要做的事 | 把下面的全部数据一行一行改成 Markdown 表格，两列分别叫“序号”和“内容”，空行不要，图片也不要放进表里。

所给数据 |
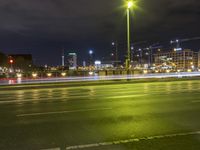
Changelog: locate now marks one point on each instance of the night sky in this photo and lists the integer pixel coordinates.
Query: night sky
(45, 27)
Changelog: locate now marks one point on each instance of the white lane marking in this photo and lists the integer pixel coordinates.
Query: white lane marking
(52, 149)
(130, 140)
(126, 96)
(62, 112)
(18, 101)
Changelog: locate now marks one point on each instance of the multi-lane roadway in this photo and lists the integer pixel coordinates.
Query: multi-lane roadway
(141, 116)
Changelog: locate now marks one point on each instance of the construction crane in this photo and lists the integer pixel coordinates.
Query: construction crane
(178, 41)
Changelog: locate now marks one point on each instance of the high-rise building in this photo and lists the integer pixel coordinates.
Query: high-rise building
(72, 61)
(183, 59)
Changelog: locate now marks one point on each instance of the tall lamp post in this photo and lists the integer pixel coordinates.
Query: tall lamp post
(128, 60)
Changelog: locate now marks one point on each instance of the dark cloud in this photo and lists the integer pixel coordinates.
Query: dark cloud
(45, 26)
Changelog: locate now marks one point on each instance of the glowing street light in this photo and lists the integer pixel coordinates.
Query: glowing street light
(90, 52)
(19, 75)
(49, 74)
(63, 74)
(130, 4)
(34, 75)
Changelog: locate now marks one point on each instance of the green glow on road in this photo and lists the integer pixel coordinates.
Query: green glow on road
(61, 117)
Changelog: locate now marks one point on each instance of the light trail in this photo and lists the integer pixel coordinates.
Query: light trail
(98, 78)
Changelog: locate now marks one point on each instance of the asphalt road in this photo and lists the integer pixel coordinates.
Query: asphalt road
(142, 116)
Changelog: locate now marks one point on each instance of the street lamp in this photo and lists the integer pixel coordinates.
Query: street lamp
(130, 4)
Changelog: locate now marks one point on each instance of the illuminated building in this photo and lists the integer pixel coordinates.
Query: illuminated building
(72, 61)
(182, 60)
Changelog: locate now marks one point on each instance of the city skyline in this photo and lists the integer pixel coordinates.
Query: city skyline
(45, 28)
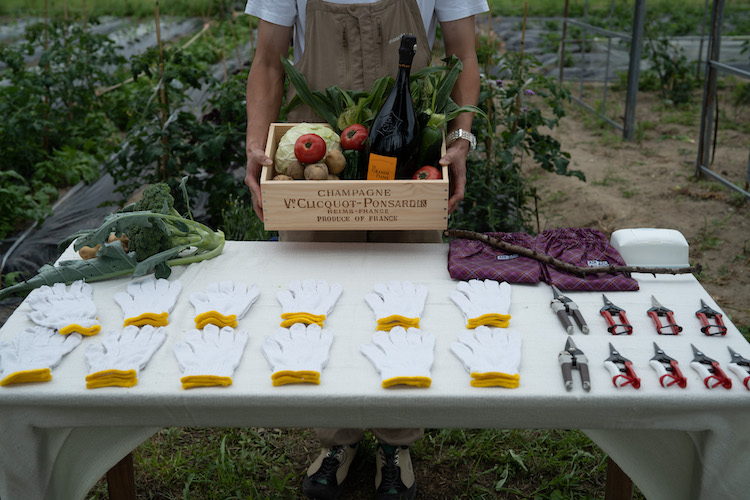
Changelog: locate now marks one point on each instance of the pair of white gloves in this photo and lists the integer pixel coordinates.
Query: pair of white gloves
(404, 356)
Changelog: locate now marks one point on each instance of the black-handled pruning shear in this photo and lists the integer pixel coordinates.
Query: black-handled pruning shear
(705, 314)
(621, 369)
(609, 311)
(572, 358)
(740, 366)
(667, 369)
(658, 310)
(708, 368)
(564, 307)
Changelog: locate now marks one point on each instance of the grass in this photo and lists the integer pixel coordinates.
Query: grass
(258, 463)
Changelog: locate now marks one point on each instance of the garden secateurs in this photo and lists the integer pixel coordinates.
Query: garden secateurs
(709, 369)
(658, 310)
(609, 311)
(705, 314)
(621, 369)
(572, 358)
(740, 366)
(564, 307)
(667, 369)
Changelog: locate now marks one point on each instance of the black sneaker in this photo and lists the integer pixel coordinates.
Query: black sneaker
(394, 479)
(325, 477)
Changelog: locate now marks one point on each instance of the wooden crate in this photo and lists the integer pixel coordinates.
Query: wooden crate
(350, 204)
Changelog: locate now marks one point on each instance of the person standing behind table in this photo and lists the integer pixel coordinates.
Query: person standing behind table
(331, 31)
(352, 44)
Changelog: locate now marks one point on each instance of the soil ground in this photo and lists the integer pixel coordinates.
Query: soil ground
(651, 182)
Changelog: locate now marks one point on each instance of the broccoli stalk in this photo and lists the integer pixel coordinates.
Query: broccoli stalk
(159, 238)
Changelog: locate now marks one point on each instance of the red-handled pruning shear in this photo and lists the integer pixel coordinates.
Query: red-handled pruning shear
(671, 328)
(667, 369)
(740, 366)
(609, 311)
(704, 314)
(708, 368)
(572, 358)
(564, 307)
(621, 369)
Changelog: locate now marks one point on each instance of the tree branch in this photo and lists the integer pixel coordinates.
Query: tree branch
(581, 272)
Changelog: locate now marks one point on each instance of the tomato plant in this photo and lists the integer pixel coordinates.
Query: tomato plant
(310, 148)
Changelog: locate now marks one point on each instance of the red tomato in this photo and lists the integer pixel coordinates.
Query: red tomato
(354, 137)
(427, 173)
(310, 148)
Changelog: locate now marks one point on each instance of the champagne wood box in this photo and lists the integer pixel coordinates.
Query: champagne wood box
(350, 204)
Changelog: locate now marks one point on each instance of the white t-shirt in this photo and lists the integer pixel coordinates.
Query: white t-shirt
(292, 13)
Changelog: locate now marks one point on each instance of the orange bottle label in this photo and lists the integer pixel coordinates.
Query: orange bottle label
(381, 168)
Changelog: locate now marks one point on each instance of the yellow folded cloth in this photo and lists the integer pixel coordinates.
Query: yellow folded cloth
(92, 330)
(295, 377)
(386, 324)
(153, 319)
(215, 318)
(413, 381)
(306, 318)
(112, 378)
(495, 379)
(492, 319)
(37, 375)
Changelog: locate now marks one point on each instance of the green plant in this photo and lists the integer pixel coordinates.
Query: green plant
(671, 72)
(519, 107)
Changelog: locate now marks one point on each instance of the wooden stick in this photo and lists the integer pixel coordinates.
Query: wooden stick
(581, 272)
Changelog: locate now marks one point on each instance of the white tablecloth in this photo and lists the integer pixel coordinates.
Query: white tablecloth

问题解答 |
| 序号 | 内容 |
|---|---|
| 1 | Changelog: locate now marks one point on each instance of the night sky in this photo and lists the integer pixel coordinates. |
| 2 | Query: night sky |
| 3 | (45, 27) |
| 4 | Changelog: locate now marks one point on each instance of the white lane marking in this photo and lists the integer pixel coordinates. |
| 5 | Query: white lane marking |
| 6 | (52, 149) |
| 7 | (130, 140) |
| 8 | (126, 96) |
| 9 | (62, 112) |
| 10 | (18, 101) |
| 11 | Changelog: locate now marks one point on each instance of the multi-lane roadway in this photo and lists the integer pixel coordinates. |
| 12 | Query: multi-lane roadway |
| 13 | (141, 116) |
| 14 | Changelog: locate now marks one point on each instance of the construction crane in this photo and lists the integer pixel coordinates. |
| 15 | Query: construction crane |
| 16 | (178, 41) |
| 17 | Changelog: locate now marks one point on each instance of the high-rise building in this photo and lists the integer pixel coordinates. |
| 18 | Query: high-rise building |
| 19 | (72, 61) |
| 20 | (183, 59) |
| 21 | Changelog: locate now marks one point on each instance of the tall lamp post in this photo and lists the integer pixel coordinates. |
| 22 | Query: tall lamp post |
| 23 | (128, 60) |
| 24 | Changelog: locate now marks one point on each instance of the dark cloud in this photo and lists the integer pixel coordinates. |
| 25 | Query: dark cloud |
| 26 | (45, 26) |
| 27 | Changelog: locate now marks one point on each instance of the glowing street light in this photo and lists the integer pixel coordinates. |
| 28 | Query: glowing street light |
| 29 | (90, 52) |
| 30 | (19, 75) |
| 31 | (49, 74) |
| 32 | (63, 74) |
| 33 | (130, 4) |
| 34 | (34, 75) |
| 35 | Changelog: locate now marks one point on each instance of the green glow on road in this photo and lists the integer pixel coordinates. |
| 36 | Query: green glow on road |
| 37 | (61, 117) |
| 38 | Changelog: locate now marks one point on each instance of the light trail in this photo and lists the integer pixel coordinates. |
| 39 | Query: light trail |
| 40 | (98, 78) |
| 41 | Changelog: locate now marks one point on each instance of the asphalt road in this photo and lists the integer pixel coordinates. |
| 42 | Query: asphalt road |
| 43 | (142, 116) |
| 44 | Changelog: locate now marks one point on each instance of the street lamp in this photo and lists the integer pixel coordinates. |
| 45 | Query: street lamp |
| 46 | (130, 4) |
| 47 | Changelog: locate now marks one point on each instance of the illuminated building in this photo and lists the integer pixel coordinates. |
| 48 | Query: illuminated building |
| 49 | (72, 61) |
| 50 | (182, 60) |
| 51 | Changelog: locate now marks one point on each instance of the city skyline in this photo and lists the integer pixel coordinates. |
| 52 | Query: city skyline |
| 53 | (45, 28) |
| 54 | Changelog: locate now marks one point on each instance of the pair of white gloves in this photo and lists the integer pixel coordinates. |
| 55 | Query: pair of white gloves |
| 56 | (404, 356) |
| 57 | Changelog: locate now marks one point on each instance of the black-handled pruning shear in this photo and lists the integer pixel coordinates. |
| 58 | Query: black-handled pruning shear |
| 59 | (705, 314) |
| 60 | (621, 369) |
| 61 | (609, 311) |
| 62 | (572, 358) |
| 63 | (740, 366) |
| 64 | (667, 369) |
| 65 | (658, 310) |
| 66 | (708, 368) |
| 67 | (564, 307) |
| 68 | Changelog: locate now marks one point on each instance of the grass in this photo and lists the integer pixel coordinates. |
| 69 | Query: grass |
| 70 | (258, 463) |
| 71 | Changelog: locate now marks one point on each instance of the garden secateurs in this photo and lists the integer pixel coordinates. |
| 72 | Query: garden secateurs |
| 73 | (709, 369) |
| 74 | (658, 310) |
| 75 | (609, 311) |
| 76 | (705, 314) |
| 77 | (621, 369) |
| 78 | (572, 358) |
| 79 | (740, 366) |
| 80 | (564, 307) |
| 81 | (667, 369) |
| 82 | Changelog: locate now marks one point on each instance of the black sneaker in this photo and lists the integer pixel coordinates. |
| 83 | Query: black sneaker |
| 84 | (394, 479) |
| 85 | (325, 477) |
| 86 | Changelog: locate now marks one point on each instance of the wooden crate in this photo and lists the integer pixel coordinates. |
| 87 | Query: wooden crate |
| 88 | (350, 204) |
| 89 | Changelog: locate now marks one point on each instance of the person standing behind table in this photo and lists the integer pixel coordinates. |
| 90 | Query: person standing behind table |
| 91 | (331, 31) |
| 92 | (352, 44) |
| 93 | Changelog: locate now marks one point on each instance of the soil ground in this photo and lists the integer pixel coordinates. |
| 94 | Query: soil ground |
| 95 | (651, 182) |
| 96 | Changelog: locate now marks one point on each instance of the broccoli stalk in this photo and lists the integer pixel coordinates. |
| 97 | Query: broccoli stalk |
| 98 | (159, 238) |
| 99 | Changelog: locate now marks one point on each instance of the red-handled pruning shear in this photo and lists the integer pixel coordinates. |
| 100 | Query: red-handled pruning shear |
| 101 | (671, 328) |
| 102 | (667, 369) |
| 103 | (740, 366) |
| 104 | (609, 311) |
| 105 | (704, 314) |
| 106 | (708, 368) |
| 107 | (572, 358) |
| 108 | (564, 307) |
| 109 | (621, 369) |
| 110 | Changelog: locate now marks one point on each instance of the tree branch in this photo and lists the integer pixel coordinates. |
| 111 | Query: tree branch |
| 112 | (581, 272) |
| 113 | Changelog: locate now marks one point on each instance of the tomato plant in this photo and lists the integer pixel coordinates. |
| 114 | Query: tomato plant |
| 115 | (310, 148) |
| 116 | Changelog: locate now marks one point on each instance of the red tomato in this photo and lists the integer pixel coordinates. |
| 117 | Query: red tomato |
| 118 | (354, 137) |
| 119 | (427, 173) |
| 120 | (310, 148) |
| 121 | Changelog: locate now marks one point on each instance of the champagne wood box in this photo and lists the integer pixel coordinates. |
| 122 | Query: champagne wood box |
| 123 | (350, 204) |
| 124 | Changelog: locate now marks one point on each instance of the white t-shirt in this photo and lists the integer pixel coordinates. |
| 125 | Query: white t-shirt |
| 126 | (292, 13) |
| 127 | Changelog: locate now marks one point on each instance of the orange bottle label in this photo and lists the integer pixel coordinates. |
| 128 | Query: orange bottle label |
| 129 | (381, 168) |
| 130 | Changelog: locate now marks one point on each instance of the yellow folded cloth in this photo and lists the integer pixel coordinates. |
| 131 | Query: yellow folded cloth |
| 132 | (92, 330) |
| 133 | (295, 377) |
| 134 | (386, 324) |
| 135 | (153, 319) |
| 136 | (215, 318) |
| 137 | (413, 381) |
| 138 | (306, 318) |
| 139 | (112, 378) |
| 140 | (495, 379) |
| 141 | (492, 319) |
| 142 | (37, 375) |
| 143 | Changelog: locate now marks one point on each instance of the green plant in this photo and lists the integer pixel coordinates. |
| 144 | Query: green plant |
| 145 | (671, 72) |
| 146 | (519, 107) |
| 147 | Changelog: locate now marks one point on each instance of the wooden stick in this photo and lists the integer pixel coordinates. |
| 148 | Query: wooden stick |
| 149 | (581, 272) |
| 150 | Changelog: locate now marks one point on each instance of the white tablecloth in this photo and lists the integer pixel coordinates. |
| 151 | Query: white tablecloth |